=== Required work ===
Starting at the line with "hardwood floor plank." and stopping at the final line, retype the data below exactly; do not carry over any pictures.

=== Referring expression pointing data ===

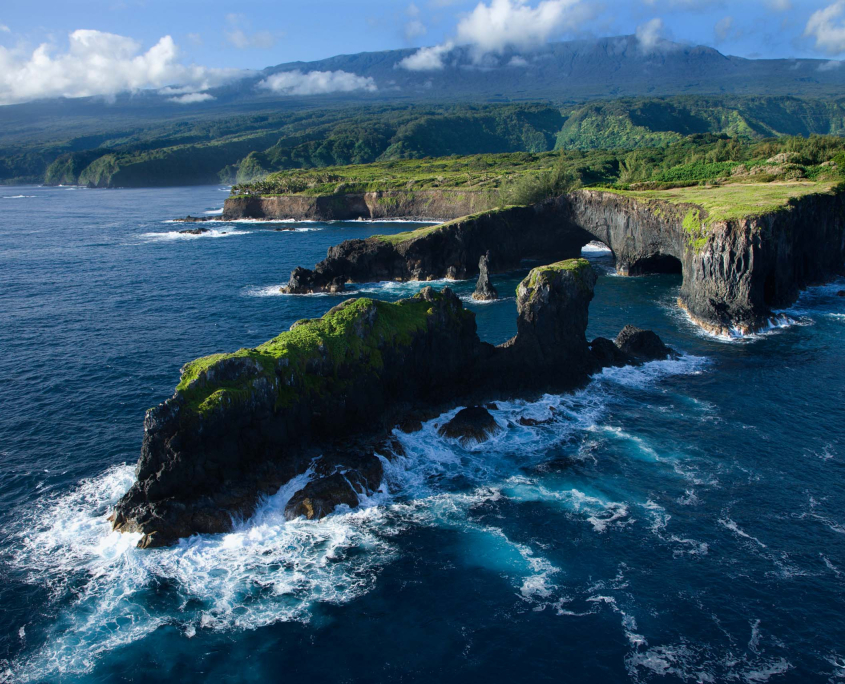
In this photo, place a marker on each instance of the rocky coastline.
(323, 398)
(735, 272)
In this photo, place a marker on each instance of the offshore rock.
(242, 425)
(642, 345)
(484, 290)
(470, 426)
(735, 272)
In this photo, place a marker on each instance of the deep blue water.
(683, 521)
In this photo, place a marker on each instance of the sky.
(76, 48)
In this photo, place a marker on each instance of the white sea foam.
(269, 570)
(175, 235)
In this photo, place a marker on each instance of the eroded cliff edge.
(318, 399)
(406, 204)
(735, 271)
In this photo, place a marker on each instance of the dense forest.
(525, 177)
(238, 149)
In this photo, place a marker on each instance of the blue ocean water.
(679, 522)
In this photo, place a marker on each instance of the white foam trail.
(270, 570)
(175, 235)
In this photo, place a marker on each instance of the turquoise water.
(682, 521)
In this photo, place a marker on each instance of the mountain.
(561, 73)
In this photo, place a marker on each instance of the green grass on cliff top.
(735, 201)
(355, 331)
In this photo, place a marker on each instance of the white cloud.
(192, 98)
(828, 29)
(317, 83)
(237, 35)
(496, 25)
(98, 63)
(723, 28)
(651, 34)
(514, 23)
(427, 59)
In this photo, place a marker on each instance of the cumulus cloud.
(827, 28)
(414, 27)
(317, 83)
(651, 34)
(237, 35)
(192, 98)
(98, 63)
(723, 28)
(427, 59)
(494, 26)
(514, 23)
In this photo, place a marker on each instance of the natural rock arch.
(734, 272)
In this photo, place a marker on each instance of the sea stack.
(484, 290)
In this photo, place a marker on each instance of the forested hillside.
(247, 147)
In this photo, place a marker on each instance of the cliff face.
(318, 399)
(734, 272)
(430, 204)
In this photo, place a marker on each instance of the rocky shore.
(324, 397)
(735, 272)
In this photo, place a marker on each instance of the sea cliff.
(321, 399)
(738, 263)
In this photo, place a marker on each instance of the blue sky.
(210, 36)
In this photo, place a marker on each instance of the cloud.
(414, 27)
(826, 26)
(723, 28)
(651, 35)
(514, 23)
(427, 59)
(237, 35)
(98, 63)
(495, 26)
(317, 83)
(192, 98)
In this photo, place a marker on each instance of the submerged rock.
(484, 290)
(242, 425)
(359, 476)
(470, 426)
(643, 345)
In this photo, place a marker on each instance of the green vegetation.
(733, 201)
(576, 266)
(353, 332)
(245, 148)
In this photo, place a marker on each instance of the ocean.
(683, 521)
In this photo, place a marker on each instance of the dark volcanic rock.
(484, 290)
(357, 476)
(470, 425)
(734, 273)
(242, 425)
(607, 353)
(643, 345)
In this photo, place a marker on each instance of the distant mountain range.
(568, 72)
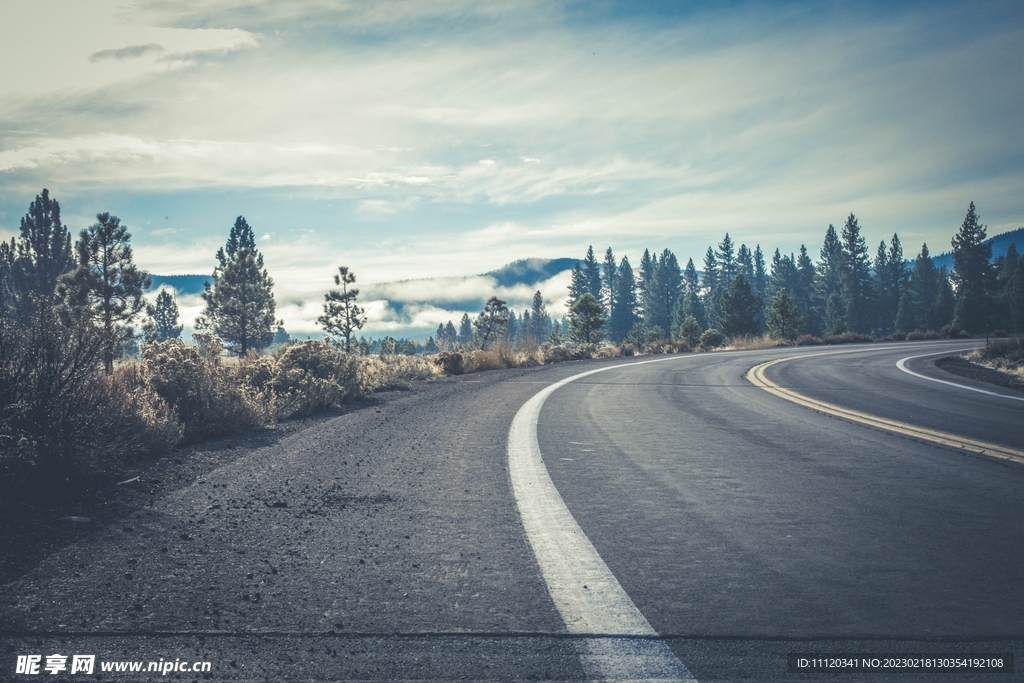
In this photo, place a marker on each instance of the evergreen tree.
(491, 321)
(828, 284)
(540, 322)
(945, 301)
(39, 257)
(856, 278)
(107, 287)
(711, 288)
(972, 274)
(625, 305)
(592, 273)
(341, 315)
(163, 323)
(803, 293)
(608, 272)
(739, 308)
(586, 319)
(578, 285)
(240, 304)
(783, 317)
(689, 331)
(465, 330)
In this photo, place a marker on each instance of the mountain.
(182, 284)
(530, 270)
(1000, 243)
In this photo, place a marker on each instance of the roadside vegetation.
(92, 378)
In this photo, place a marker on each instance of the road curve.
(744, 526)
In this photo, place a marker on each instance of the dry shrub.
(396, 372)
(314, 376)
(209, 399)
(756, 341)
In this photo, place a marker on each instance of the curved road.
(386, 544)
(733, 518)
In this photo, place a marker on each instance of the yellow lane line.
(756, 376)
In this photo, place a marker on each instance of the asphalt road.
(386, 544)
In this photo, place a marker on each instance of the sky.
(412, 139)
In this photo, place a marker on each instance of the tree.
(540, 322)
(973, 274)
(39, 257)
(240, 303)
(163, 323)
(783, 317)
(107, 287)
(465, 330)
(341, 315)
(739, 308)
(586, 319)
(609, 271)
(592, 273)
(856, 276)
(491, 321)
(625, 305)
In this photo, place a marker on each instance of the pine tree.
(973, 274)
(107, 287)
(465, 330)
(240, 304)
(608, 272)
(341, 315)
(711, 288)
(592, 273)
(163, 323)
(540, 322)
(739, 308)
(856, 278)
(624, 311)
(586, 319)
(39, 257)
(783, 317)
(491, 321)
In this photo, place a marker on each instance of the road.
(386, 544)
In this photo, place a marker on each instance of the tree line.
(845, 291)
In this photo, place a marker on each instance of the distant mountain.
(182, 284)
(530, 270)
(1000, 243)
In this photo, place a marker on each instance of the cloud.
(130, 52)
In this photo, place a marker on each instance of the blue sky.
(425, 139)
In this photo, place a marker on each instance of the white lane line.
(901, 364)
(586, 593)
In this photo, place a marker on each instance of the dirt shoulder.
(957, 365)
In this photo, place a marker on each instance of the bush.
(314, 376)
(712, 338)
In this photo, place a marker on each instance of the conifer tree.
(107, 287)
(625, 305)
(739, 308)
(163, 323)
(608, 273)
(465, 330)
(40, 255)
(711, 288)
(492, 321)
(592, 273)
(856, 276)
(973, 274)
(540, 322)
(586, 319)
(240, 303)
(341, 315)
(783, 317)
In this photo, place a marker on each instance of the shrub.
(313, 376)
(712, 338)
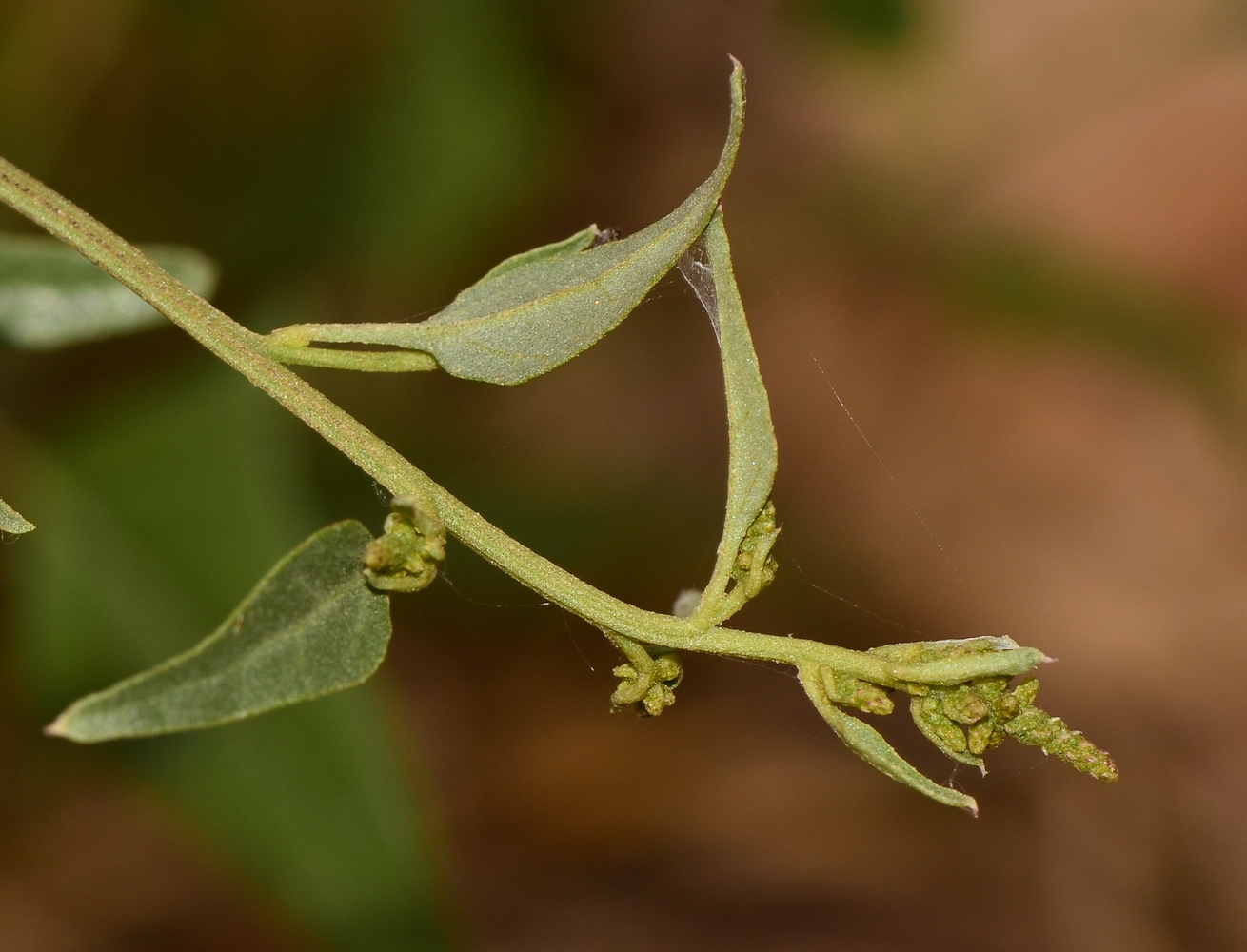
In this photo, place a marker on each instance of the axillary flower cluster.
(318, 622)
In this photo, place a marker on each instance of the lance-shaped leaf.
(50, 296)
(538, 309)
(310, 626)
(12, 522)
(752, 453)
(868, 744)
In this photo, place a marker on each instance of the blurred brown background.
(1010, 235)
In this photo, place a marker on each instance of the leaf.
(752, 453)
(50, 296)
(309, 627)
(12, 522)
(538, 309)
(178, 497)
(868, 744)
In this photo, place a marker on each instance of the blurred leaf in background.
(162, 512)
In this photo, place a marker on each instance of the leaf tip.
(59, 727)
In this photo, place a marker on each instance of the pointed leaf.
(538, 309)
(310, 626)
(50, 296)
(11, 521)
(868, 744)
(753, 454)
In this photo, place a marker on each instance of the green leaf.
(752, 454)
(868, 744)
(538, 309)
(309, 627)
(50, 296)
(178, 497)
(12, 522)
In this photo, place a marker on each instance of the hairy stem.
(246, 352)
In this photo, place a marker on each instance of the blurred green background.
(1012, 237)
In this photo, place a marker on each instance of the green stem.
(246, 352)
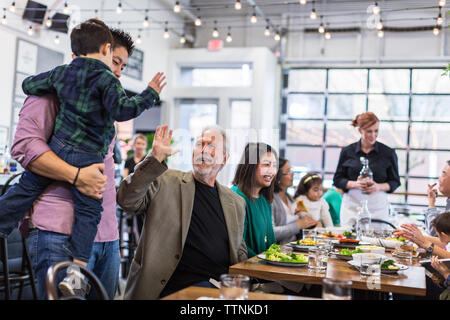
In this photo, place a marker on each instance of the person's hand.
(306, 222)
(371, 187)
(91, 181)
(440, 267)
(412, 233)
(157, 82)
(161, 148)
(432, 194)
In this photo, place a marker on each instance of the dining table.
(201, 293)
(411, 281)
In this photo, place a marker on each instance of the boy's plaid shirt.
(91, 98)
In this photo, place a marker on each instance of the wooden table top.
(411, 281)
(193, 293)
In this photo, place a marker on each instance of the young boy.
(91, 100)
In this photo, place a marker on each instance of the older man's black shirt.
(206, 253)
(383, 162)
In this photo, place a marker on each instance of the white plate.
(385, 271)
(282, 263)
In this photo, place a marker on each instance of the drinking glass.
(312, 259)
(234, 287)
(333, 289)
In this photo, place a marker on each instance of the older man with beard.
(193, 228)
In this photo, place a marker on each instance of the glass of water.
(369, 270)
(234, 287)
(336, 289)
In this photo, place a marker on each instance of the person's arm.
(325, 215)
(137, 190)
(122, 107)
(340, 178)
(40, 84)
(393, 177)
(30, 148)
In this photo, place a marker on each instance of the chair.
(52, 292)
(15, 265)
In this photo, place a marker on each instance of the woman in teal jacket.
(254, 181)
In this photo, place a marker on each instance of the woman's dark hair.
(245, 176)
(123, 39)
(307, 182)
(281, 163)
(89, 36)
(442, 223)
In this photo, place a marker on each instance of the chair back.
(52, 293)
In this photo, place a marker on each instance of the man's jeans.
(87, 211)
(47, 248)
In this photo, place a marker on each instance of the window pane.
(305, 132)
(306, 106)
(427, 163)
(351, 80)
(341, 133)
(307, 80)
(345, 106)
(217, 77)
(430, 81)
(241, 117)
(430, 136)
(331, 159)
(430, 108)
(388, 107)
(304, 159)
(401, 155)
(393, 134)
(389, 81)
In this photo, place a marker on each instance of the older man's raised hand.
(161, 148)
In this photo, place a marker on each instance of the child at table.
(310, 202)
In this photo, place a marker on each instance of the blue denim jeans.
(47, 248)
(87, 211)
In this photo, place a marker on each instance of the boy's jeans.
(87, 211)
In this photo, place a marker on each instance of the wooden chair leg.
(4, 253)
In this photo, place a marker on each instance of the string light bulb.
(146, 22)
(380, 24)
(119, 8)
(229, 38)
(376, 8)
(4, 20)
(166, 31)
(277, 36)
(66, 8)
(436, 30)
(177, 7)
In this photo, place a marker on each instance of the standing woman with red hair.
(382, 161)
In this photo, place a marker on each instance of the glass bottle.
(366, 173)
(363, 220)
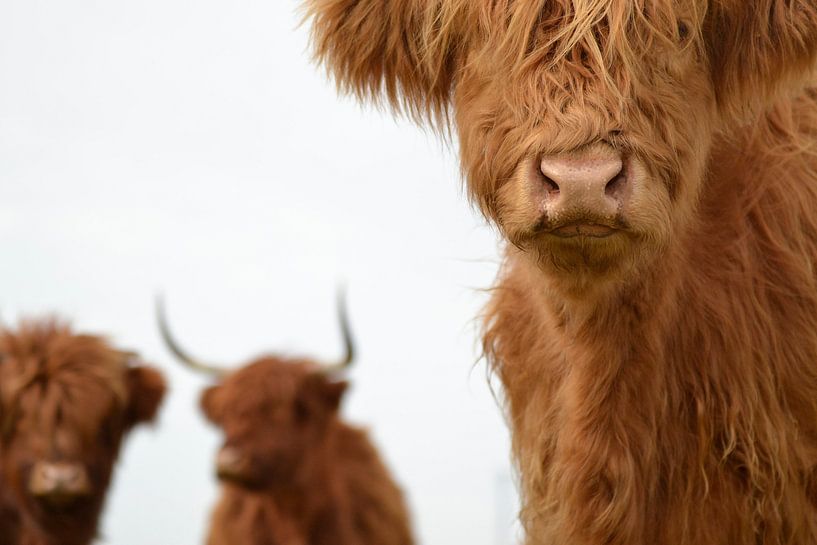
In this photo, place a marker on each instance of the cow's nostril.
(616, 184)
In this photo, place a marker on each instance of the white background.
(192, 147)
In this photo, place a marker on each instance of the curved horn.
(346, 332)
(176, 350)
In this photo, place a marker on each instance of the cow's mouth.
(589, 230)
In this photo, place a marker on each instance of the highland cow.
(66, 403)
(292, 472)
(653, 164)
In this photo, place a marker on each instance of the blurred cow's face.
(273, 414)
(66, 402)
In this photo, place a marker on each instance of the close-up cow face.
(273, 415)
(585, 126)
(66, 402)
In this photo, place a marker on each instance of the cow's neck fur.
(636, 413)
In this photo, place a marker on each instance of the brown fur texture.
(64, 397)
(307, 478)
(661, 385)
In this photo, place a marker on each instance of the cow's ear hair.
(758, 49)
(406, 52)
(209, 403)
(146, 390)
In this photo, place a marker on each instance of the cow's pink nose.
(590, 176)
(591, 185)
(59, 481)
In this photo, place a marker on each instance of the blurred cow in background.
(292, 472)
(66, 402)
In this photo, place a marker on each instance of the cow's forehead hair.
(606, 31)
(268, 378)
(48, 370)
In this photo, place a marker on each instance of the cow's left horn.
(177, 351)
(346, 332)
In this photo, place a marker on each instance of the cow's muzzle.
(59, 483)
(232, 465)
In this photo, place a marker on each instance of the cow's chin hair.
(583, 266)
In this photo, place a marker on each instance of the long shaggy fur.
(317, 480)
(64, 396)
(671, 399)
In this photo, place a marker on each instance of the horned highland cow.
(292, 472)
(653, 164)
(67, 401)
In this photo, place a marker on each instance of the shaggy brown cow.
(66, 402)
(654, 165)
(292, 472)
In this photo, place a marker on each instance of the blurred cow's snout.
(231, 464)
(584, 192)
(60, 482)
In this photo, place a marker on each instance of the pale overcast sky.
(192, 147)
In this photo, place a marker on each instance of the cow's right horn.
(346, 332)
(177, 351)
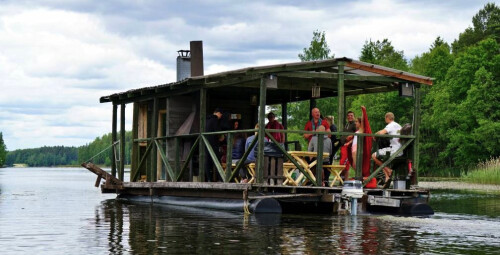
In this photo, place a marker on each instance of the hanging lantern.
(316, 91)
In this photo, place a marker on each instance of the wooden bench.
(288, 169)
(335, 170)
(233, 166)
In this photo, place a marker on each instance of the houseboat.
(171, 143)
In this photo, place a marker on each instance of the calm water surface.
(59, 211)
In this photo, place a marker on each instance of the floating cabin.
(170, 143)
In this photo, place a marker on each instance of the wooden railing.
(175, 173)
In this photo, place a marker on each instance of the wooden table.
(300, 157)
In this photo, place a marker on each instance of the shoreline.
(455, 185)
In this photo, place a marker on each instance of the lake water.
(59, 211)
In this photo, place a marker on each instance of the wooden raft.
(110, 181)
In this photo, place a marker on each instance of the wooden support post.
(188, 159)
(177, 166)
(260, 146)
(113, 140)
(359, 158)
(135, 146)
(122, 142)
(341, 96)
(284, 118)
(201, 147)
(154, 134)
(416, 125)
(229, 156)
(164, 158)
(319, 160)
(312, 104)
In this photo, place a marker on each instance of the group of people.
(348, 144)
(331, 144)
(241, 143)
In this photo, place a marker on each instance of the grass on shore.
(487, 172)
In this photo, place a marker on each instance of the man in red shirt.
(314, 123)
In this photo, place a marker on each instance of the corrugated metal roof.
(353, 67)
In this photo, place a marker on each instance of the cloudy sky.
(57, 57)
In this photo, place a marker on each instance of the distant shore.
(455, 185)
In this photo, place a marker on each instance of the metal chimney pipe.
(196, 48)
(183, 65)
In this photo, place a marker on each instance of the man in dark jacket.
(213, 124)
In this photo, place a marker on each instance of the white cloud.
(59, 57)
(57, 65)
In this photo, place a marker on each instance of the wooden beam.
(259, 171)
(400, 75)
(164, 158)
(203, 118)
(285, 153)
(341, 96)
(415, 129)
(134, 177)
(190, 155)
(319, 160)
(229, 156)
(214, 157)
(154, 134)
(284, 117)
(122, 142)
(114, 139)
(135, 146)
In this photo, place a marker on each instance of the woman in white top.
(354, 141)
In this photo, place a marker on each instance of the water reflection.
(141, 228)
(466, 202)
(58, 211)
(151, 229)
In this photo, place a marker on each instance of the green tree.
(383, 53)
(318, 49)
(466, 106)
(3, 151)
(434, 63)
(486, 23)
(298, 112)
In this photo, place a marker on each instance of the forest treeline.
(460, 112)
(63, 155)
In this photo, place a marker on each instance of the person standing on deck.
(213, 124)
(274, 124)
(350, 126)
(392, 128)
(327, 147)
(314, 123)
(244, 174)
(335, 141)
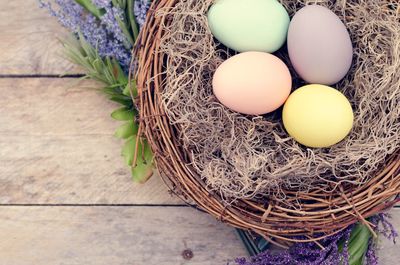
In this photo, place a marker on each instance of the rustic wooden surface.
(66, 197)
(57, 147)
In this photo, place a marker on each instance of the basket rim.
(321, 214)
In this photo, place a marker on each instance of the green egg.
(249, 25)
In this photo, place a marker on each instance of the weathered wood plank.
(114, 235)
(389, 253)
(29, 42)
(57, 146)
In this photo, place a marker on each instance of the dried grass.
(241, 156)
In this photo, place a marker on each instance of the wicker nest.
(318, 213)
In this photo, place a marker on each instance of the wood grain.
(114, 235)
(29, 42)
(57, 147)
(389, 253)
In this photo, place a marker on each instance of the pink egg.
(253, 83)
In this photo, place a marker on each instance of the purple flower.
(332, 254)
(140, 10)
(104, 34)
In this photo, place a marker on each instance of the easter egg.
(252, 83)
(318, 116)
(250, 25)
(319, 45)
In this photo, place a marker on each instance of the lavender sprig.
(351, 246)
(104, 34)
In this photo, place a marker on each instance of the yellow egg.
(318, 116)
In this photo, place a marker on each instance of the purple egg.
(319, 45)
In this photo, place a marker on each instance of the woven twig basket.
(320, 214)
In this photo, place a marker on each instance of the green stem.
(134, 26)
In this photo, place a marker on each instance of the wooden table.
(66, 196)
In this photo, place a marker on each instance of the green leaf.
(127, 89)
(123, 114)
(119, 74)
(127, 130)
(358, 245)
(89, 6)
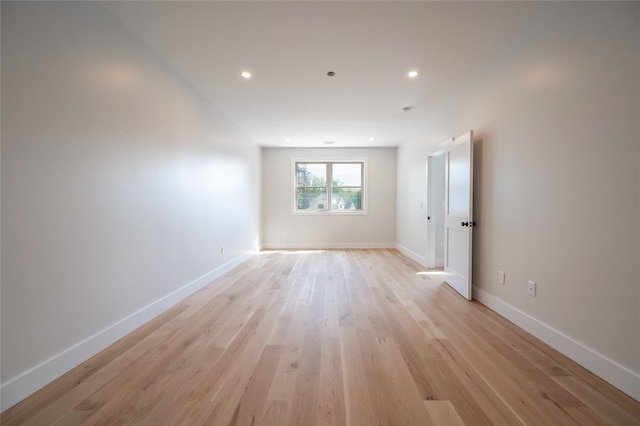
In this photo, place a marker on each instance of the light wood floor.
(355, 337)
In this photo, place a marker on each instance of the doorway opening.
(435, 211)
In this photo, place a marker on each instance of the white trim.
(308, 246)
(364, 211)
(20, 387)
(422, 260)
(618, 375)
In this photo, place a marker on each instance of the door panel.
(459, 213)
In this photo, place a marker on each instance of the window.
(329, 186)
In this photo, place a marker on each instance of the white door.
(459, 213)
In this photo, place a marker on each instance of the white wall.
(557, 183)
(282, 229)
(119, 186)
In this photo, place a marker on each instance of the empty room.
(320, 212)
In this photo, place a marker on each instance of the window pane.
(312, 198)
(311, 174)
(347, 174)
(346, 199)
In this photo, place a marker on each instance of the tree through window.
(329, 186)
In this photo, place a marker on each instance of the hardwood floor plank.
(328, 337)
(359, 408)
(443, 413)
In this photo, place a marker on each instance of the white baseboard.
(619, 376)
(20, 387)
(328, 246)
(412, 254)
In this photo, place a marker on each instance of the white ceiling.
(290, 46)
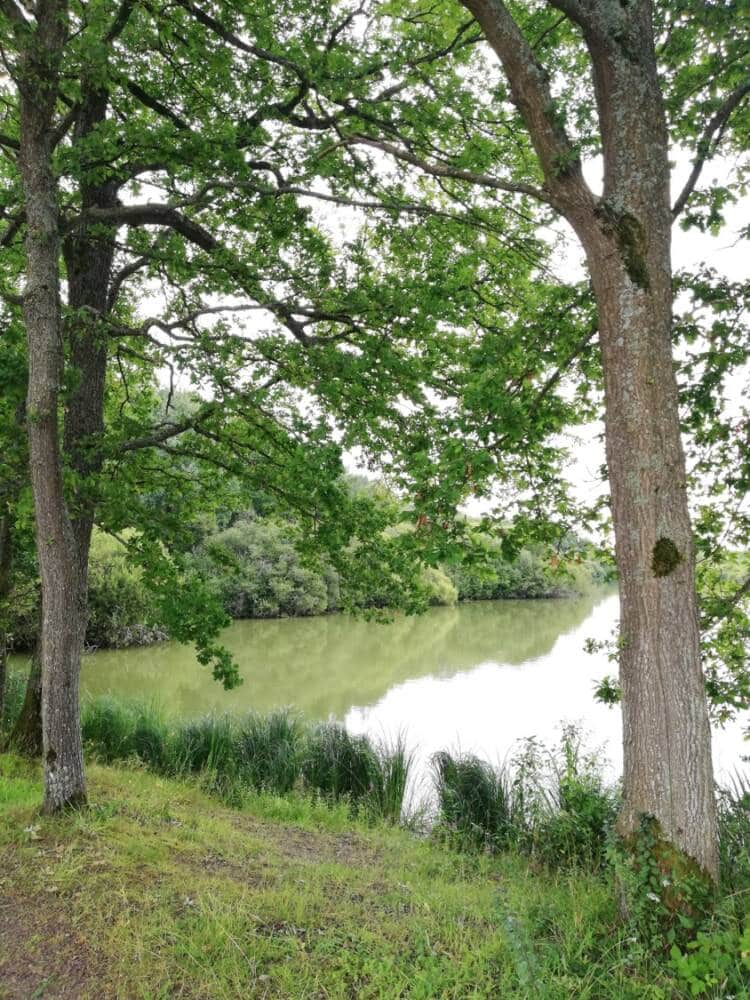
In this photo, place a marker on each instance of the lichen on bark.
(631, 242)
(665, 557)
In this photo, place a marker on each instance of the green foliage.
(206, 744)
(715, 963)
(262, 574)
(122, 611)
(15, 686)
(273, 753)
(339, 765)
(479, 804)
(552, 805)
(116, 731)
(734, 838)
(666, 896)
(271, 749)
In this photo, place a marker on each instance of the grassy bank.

=== Response area ===
In this photo, place a marker on each instance of the hardwood floor plank.
(328, 337)
(359, 408)
(443, 413)
In this photo, place a marker on each instance of the white baseboard.
(619, 376)
(20, 387)
(328, 246)
(412, 254)
In this photo, place a marker on each instance of the white ceiling.
(290, 46)
In this photo, place a marker on each instance of the lichen on bark.
(631, 242)
(665, 557)
In this photo, place a marker on each instance of the green foliage.
(206, 744)
(715, 963)
(262, 574)
(122, 611)
(15, 686)
(273, 753)
(339, 765)
(479, 804)
(552, 805)
(116, 731)
(734, 838)
(666, 896)
(271, 749)
In this photo, place a marker on each instance of the grassy bank.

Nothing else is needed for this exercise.